● **Work required**
Edit the records so that every "yellow flower" becomes "yellow blossom", changing nothing else. Leave the pictures out.

[start]

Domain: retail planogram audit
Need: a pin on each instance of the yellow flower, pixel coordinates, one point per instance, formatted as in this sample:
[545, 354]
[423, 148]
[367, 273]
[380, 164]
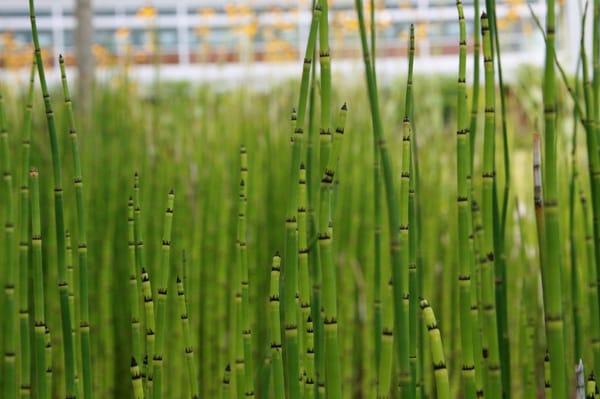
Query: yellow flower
[122, 33]
[147, 12]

[end]

● **Written answer**
Domain: retail planogram audit
Need: a pin on each instance of the yellow blossom, pixel coordinates, one point per instance, formatted as in this sample:
[545, 354]
[423, 148]
[367, 273]
[380, 164]
Query: yellow blossom
[122, 33]
[147, 12]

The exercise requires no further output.